- **Object position labeling rows**

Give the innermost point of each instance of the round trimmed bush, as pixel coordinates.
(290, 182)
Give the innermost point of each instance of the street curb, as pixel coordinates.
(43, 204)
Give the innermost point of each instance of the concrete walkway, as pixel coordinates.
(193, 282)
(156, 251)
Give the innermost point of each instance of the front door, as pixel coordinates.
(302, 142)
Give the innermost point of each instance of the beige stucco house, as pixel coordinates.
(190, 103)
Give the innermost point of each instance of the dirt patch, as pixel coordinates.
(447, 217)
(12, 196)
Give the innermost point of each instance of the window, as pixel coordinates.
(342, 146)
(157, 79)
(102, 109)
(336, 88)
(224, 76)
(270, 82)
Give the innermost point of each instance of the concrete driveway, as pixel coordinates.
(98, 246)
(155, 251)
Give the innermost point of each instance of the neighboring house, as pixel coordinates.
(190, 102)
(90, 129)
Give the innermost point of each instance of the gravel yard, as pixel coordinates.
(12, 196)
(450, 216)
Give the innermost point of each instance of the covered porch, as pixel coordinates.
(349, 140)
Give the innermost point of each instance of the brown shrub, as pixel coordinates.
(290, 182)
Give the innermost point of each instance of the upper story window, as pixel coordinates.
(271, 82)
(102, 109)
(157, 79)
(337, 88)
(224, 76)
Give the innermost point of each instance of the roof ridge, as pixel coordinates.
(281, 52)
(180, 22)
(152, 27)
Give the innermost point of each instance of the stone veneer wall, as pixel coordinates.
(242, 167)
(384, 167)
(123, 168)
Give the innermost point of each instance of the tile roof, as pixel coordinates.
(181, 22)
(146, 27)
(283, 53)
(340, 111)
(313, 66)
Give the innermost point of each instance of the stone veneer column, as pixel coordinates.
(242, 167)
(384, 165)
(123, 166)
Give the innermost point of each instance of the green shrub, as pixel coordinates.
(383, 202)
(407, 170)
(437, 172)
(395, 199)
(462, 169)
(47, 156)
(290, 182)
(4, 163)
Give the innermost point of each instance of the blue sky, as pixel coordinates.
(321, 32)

- **WHAT YOU NEED TO DO**
Could you write out all of the rows above again, swapping "stone veneer" for "stacked stone" wherever it appears and leaving everything else unchanged?

- **EXERCISE RESPONSE**
Give the innermost point of each instance of the round trimmed bush, as pixel coordinates.
(290, 182)
Give the innermost point of each instance of the street curb, as pixel coordinates.
(43, 204)
Give the innermost point of each instance of the concrete walkway, as pixel coordinates.
(193, 282)
(156, 251)
Give the innermost point of each instance of the front door, as pixel coordinates.
(302, 142)
Give the innermost point of each instance of the beige stucco house, as pixel coordinates.
(190, 103)
Give the innermost point of each instance of the dirt patch, as pixel coordinates.
(447, 217)
(12, 196)
Give the innermost point of each instance of the window, as pixel coordinates.
(342, 146)
(157, 79)
(102, 109)
(336, 88)
(224, 76)
(270, 82)
Give the innermost point of each instance of the concrete driveway, as pixel coordinates.
(98, 246)
(155, 251)
Give the innermost point of each instance of the neighboring house, as pixel coordinates.
(190, 102)
(90, 129)
Give the innermost point of each instance of the gravel yard, as pixel coordinates.
(12, 196)
(450, 216)
Give the innermost point of each instance of the covered porch, as pixel coordinates.
(349, 140)
Give the innermost point of each instance of the brown shrub, as pixel coordinates.
(290, 182)
Give the innermost point of each instance of the upper story window, as pixel coordinates.
(271, 82)
(102, 109)
(157, 79)
(337, 88)
(224, 76)
Give the innermost point of each instance of the roof ridge, as pixel coordinates.
(281, 52)
(180, 22)
(152, 27)
Give the innermost point of each instance of the stacked stone wall, as pixel coordinates.
(242, 167)
(384, 167)
(123, 168)
Give the innermost point of each instance of the tile roof, as pixel coordinates.
(181, 22)
(146, 27)
(283, 53)
(340, 111)
(313, 66)
Give the innermost point of each instance of the stacked stone column, as pixel coordinates.
(242, 167)
(384, 165)
(123, 166)
Give the innermost point of each instance of the green shrub, as pixel coordinates.
(383, 202)
(407, 170)
(437, 172)
(395, 199)
(462, 169)
(47, 156)
(290, 182)
(4, 163)
Give the innermost point of each instance of the blue sky, as pixel coordinates.
(321, 32)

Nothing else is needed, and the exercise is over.